Data listing

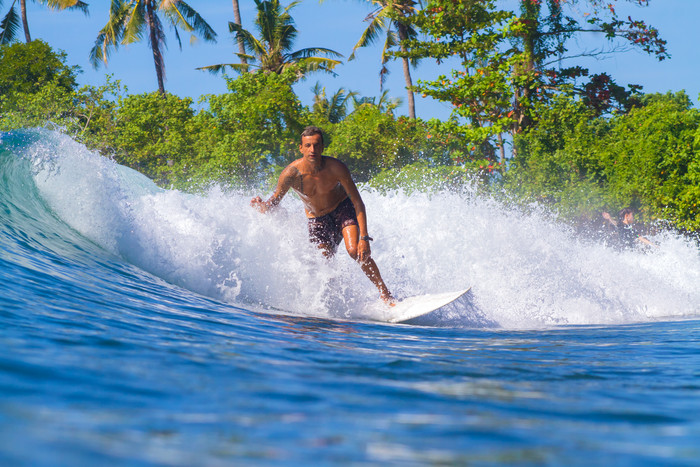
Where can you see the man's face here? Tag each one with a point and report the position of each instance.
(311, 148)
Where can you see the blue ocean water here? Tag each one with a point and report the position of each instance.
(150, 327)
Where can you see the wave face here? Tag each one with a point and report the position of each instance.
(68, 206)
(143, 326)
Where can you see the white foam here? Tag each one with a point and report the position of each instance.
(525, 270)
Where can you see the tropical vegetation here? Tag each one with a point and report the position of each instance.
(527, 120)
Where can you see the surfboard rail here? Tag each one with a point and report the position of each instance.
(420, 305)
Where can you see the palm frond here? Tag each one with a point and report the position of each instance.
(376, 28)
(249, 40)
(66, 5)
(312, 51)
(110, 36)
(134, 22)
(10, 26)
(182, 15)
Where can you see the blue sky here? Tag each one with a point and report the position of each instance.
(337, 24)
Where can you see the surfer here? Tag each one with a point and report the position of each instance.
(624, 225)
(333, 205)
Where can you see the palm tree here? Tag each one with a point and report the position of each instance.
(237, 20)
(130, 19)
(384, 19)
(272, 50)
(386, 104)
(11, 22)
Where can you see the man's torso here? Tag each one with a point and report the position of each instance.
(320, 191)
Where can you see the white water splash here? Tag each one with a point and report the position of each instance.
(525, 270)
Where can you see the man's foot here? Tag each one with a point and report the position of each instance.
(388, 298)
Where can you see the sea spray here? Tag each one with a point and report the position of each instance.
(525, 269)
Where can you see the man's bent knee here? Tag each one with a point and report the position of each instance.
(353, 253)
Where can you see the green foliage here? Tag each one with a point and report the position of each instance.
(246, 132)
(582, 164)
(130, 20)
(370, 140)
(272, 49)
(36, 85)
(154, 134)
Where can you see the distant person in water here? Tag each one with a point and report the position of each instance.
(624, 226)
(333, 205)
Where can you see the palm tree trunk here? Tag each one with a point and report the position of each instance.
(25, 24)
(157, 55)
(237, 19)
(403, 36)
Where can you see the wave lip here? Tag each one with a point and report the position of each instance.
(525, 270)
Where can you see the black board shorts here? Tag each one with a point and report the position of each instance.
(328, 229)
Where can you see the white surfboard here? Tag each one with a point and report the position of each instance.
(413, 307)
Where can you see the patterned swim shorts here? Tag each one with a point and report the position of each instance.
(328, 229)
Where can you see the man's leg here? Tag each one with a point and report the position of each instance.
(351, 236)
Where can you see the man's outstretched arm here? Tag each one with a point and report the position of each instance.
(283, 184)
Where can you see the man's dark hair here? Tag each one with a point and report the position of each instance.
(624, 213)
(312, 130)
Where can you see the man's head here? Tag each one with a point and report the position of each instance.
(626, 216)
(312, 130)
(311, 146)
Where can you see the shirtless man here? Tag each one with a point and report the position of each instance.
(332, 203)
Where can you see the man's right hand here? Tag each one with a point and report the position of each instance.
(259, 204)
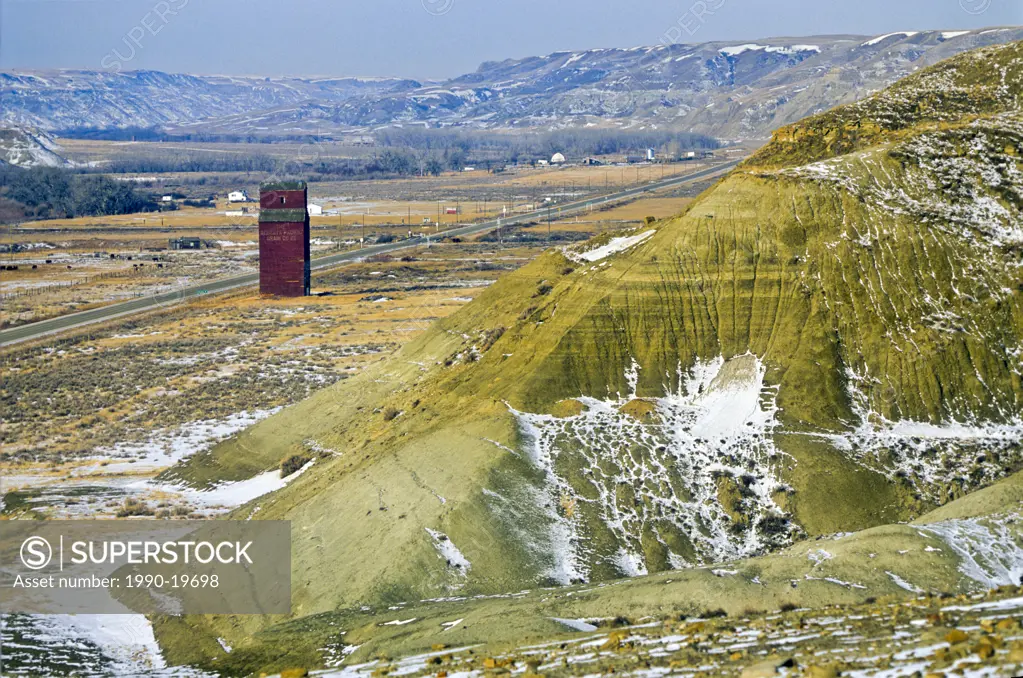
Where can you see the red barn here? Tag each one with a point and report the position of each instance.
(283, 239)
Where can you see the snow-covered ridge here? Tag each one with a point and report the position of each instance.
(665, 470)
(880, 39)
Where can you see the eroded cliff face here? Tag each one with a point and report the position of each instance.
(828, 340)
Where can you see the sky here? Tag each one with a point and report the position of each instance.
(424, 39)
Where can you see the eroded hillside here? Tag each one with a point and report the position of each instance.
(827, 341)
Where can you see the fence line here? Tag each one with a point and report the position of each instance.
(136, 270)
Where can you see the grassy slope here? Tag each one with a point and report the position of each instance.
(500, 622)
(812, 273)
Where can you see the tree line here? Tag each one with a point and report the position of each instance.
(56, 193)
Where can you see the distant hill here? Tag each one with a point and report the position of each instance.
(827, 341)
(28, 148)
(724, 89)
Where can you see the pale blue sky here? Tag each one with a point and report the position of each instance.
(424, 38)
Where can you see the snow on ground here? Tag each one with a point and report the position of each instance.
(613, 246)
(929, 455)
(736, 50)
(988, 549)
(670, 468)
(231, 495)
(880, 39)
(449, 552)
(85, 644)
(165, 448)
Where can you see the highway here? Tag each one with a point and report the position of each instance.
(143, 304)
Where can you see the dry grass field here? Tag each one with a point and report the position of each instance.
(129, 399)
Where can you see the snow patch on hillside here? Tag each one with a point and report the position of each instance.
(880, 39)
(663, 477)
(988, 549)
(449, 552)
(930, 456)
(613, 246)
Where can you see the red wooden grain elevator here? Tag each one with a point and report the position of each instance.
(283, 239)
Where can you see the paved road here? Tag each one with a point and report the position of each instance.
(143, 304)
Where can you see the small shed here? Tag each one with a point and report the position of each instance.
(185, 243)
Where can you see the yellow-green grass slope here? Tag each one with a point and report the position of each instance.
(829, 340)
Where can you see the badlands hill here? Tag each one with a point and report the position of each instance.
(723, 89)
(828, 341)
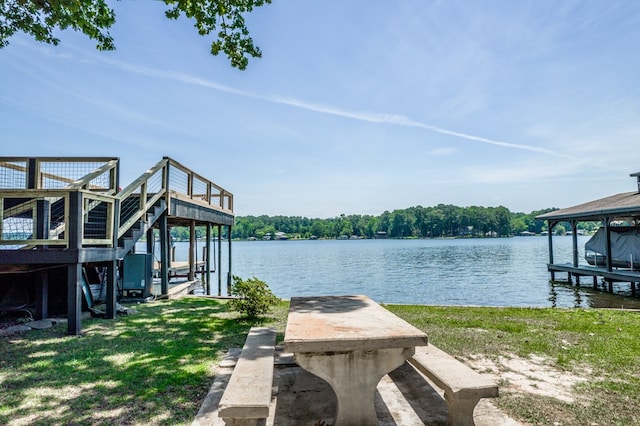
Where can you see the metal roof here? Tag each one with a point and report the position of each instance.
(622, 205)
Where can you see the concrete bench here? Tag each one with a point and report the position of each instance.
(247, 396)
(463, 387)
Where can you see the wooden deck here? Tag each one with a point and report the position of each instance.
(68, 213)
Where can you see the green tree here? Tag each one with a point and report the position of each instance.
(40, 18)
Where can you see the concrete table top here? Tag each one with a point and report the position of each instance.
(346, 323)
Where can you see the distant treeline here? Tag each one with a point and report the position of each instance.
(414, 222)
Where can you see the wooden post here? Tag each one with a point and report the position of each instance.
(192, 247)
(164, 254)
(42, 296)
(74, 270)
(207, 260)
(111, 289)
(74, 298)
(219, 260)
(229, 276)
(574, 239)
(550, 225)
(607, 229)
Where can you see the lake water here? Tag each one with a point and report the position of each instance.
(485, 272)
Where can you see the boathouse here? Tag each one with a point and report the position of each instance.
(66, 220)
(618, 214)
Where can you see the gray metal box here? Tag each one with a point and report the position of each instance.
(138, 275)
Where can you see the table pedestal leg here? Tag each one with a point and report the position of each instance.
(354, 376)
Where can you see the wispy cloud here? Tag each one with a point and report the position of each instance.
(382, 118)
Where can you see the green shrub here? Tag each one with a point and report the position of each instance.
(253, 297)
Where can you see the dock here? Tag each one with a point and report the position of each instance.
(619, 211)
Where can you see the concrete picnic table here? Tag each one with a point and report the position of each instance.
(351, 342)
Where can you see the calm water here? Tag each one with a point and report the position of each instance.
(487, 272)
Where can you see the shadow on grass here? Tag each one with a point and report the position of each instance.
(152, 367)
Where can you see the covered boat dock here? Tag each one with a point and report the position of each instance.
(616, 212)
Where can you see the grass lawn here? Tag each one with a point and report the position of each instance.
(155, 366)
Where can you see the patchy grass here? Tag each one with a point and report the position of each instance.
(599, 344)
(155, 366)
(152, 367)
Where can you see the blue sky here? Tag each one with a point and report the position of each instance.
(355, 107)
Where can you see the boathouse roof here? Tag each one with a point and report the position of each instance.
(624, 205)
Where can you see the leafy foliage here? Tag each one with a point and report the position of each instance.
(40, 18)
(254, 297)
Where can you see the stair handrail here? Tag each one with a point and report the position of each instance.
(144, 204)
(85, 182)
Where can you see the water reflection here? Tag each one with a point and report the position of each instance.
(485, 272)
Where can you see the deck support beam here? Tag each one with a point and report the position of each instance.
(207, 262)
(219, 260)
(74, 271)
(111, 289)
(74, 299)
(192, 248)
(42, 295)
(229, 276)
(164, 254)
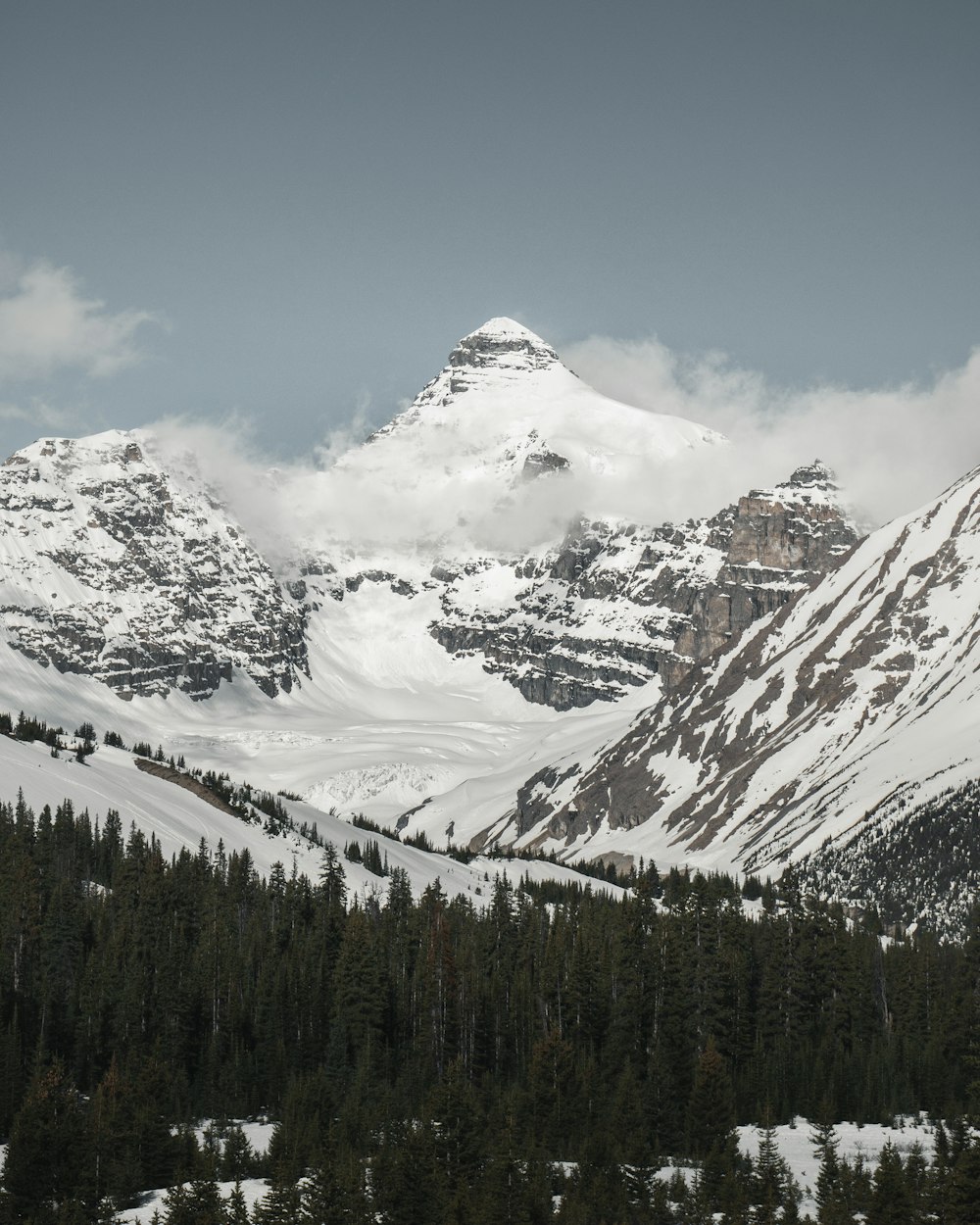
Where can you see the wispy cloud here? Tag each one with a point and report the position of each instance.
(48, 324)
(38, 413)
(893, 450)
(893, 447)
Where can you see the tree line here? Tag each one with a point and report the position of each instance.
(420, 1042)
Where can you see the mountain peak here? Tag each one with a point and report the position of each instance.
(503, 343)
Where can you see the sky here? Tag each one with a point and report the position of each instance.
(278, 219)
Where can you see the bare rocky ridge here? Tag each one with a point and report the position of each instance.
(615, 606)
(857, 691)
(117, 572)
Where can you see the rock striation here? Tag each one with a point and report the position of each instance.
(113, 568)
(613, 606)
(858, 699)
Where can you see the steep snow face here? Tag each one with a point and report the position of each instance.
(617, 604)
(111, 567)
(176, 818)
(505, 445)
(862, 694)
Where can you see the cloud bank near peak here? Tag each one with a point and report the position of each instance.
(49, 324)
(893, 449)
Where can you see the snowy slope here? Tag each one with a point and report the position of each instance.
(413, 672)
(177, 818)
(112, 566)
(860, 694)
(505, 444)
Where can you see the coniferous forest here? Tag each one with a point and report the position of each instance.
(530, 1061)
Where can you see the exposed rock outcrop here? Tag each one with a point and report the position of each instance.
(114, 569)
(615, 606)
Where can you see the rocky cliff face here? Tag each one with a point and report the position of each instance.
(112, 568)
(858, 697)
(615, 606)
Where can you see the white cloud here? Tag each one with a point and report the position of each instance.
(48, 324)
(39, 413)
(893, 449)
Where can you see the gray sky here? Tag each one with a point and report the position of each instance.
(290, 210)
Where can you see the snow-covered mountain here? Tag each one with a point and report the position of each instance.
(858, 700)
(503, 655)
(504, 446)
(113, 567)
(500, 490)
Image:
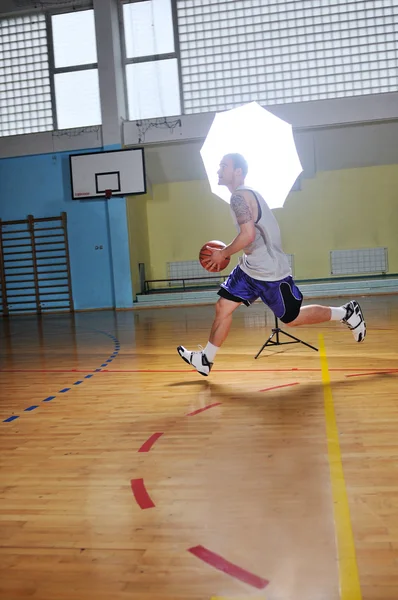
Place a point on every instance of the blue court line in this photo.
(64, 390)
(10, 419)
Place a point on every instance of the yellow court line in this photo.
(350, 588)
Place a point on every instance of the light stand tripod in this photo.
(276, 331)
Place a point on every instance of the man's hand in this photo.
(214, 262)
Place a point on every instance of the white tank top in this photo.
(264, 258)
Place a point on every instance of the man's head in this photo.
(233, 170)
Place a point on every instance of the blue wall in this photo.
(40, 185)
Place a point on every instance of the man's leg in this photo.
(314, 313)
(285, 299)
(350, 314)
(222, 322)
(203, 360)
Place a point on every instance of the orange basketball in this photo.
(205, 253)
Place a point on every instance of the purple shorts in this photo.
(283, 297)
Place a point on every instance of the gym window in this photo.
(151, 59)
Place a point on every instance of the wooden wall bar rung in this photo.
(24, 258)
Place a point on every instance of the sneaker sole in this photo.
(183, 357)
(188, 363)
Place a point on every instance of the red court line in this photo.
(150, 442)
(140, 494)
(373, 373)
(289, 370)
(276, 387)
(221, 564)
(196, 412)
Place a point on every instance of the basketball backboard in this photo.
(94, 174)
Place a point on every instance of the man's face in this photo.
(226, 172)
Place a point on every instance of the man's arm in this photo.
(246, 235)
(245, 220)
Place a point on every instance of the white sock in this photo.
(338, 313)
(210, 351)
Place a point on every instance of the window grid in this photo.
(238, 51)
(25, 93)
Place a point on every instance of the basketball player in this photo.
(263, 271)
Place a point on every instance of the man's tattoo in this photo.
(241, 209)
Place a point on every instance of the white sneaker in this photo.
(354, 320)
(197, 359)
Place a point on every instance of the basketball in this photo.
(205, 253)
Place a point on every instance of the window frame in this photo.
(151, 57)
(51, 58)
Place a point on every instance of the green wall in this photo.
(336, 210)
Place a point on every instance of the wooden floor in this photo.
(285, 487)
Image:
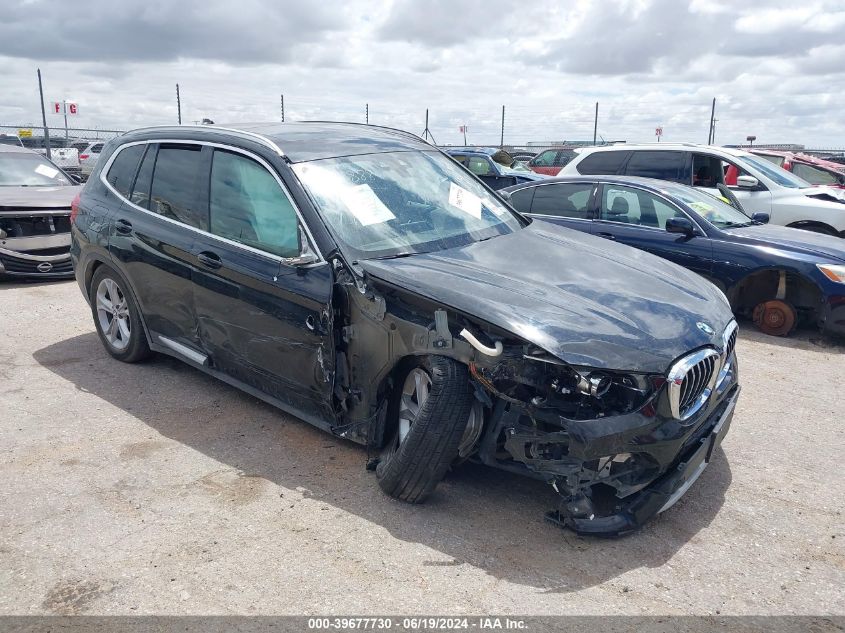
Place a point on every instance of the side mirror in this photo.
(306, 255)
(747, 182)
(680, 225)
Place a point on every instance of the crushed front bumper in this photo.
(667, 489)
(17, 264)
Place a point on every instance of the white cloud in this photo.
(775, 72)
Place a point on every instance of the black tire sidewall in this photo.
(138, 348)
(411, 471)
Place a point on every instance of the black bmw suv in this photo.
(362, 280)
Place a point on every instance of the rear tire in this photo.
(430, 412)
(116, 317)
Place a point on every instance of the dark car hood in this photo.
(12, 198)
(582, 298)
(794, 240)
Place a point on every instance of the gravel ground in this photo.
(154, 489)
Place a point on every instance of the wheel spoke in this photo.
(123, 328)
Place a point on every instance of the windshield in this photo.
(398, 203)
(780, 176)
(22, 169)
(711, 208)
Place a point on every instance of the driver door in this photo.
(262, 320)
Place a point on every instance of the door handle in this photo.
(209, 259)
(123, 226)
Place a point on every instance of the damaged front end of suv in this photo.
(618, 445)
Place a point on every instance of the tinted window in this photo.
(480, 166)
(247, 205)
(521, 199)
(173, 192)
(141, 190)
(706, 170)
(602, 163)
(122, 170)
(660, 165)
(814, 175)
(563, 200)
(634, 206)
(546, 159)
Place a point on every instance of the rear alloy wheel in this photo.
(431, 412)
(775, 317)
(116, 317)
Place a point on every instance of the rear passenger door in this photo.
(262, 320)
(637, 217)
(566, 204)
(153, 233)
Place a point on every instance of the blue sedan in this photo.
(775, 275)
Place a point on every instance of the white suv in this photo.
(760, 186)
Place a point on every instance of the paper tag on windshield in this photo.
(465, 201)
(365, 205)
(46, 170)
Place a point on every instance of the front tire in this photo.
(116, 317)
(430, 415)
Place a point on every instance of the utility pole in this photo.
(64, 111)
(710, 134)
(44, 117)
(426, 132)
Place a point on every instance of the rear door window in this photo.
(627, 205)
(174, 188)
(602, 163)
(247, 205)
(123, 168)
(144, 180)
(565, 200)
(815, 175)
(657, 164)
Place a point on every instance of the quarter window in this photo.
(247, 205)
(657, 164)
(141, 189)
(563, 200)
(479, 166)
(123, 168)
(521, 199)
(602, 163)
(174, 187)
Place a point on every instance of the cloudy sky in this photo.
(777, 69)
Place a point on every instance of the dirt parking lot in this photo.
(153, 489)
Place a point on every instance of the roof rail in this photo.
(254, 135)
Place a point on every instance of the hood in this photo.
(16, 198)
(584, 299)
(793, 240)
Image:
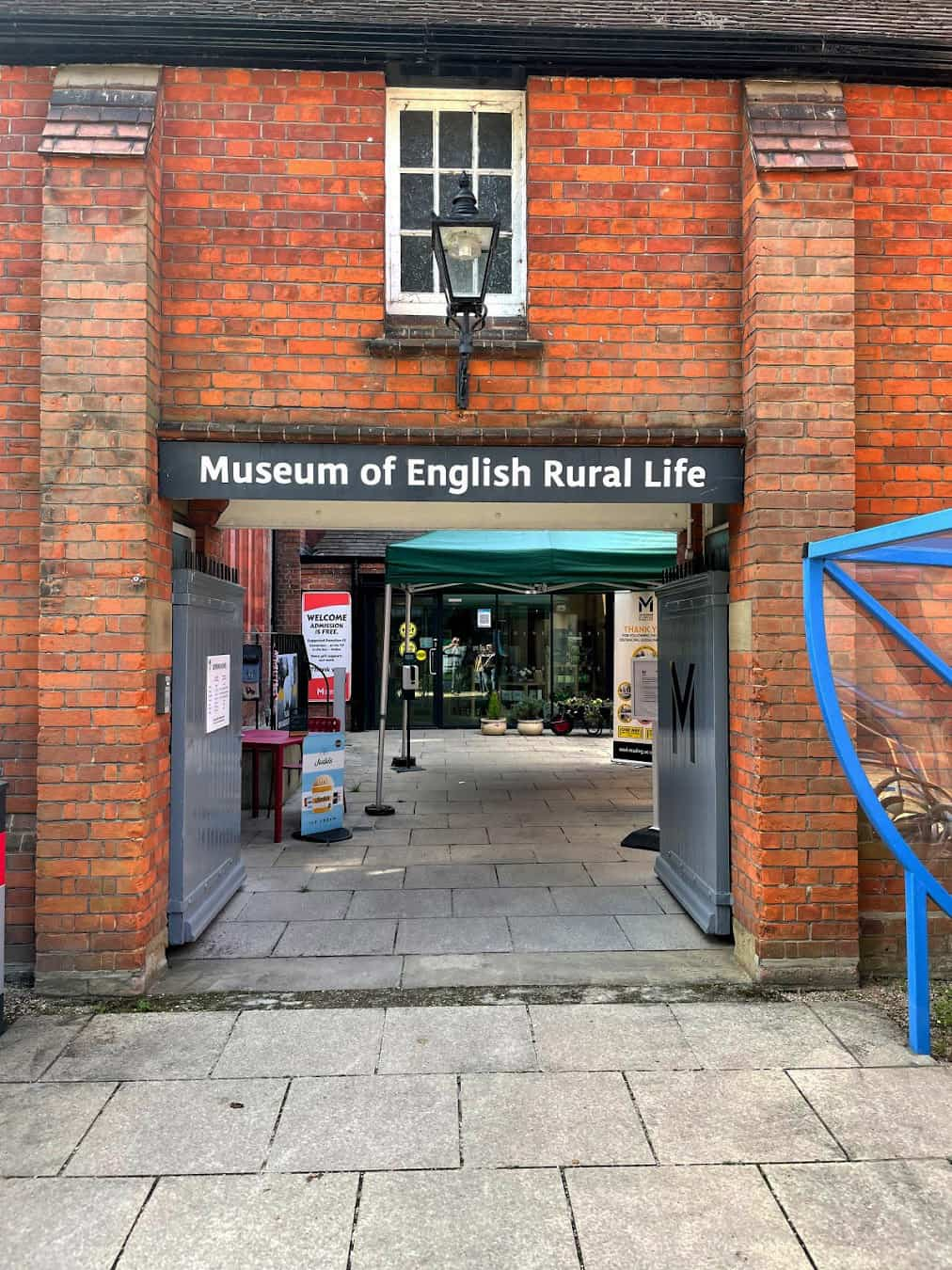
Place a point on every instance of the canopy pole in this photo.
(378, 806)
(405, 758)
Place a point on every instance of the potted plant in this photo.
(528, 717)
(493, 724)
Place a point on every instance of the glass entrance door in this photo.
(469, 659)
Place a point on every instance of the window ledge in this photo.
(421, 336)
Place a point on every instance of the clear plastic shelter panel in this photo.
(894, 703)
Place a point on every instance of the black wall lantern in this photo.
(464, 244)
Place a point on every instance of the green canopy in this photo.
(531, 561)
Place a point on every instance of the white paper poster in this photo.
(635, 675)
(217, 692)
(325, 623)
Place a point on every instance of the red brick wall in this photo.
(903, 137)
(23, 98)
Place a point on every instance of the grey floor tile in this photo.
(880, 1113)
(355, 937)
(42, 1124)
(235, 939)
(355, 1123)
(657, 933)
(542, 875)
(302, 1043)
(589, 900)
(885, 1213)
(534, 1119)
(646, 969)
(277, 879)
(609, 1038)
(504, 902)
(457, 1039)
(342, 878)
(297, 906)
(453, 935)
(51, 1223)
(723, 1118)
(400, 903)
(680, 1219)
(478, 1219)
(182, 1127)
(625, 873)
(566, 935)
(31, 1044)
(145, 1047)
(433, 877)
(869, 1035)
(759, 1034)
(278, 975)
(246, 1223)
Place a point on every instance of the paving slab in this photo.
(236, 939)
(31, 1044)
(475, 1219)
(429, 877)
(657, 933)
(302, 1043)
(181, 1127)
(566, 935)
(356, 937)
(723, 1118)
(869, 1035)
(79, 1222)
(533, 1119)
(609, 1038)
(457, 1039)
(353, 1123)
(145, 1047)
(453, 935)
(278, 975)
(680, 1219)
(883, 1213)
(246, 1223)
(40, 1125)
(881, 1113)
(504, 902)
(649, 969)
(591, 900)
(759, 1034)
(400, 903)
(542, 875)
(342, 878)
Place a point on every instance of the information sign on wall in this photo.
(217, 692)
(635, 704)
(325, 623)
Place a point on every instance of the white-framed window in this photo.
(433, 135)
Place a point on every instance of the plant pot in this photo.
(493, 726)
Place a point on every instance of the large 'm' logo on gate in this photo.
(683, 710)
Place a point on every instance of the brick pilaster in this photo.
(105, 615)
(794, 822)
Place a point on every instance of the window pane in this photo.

(Work required)
Write the lines out verbatim, from the one with "Place a point on every instance of the grey" through the last line of the entries, and stop there.

(The output)
Place a point on every instance of the grey floor tile in this photo.
(880, 1113)
(355, 937)
(42, 1124)
(235, 939)
(355, 1123)
(657, 933)
(542, 875)
(302, 1043)
(589, 900)
(885, 1213)
(534, 1119)
(646, 969)
(277, 879)
(609, 1038)
(504, 902)
(457, 1039)
(342, 878)
(297, 906)
(453, 935)
(51, 1223)
(723, 1118)
(400, 903)
(680, 1219)
(478, 1219)
(182, 1127)
(625, 873)
(566, 935)
(31, 1044)
(145, 1047)
(433, 877)
(869, 1035)
(759, 1034)
(278, 975)
(246, 1223)
Place a point on every instance of the paving slab in this photo.
(236, 939)
(31, 1044)
(475, 1219)
(429, 877)
(657, 933)
(302, 1043)
(181, 1127)
(566, 935)
(356, 937)
(723, 1118)
(869, 1035)
(79, 1222)
(533, 1119)
(609, 1038)
(457, 1039)
(353, 1123)
(145, 1047)
(453, 935)
(278, 975)
(680, 1219)
(883, 1213)
(246, 1223)
(40, 1125)
(881, 1113)
(504, 902)
(649, 969)
(591, 900)
(759, 1034)
(400, 903)
(542, 875)
(342, 878)
Place a point on every instance of the information sign on wall in this photo.
(217, 692)
(635, 704)
(325, 623)
Place a point on every instance of the white-framed window in this photo.
(433, 135)
Place a point on every instance of the plant pot in this photo.
(493, 726)
Place a point on every instance of the large 'm' logo on gate in this photo.
(683, 710)
Place a point on every instance of the brick pilaster in this photo.
(105, 615)
(794, 822)
Place a point on every instance of the window pane in this photo.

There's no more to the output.